[Stored entries]
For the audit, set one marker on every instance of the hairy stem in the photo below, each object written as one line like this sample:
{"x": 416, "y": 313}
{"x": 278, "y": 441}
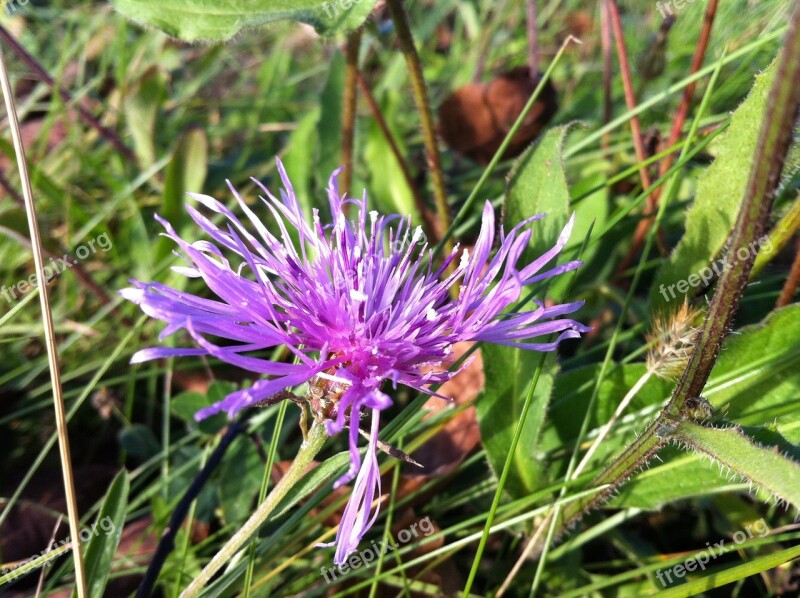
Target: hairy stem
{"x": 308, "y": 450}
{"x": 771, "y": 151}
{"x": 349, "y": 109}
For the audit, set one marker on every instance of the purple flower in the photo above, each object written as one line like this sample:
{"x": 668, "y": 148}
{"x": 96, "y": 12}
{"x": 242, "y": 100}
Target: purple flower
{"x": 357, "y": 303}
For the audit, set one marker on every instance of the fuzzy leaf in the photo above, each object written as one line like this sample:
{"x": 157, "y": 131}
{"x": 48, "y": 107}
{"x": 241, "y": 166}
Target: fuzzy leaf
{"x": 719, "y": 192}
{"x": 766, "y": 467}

AIM OF THE TASK: Would you copy every line of the entries in which "audit" appears?

FINAL ANSWER:
For the audit, set one marker on every instance of the hairy stem in the photo below, each object written as one line like this sample:
For the audit, set one marker on every instance of the purple flower in the photo above, each object written as one line like this sample:
For the audit, set one marker on every instance of the fuzzy leaf in the photo above, each object written as one line like this sample:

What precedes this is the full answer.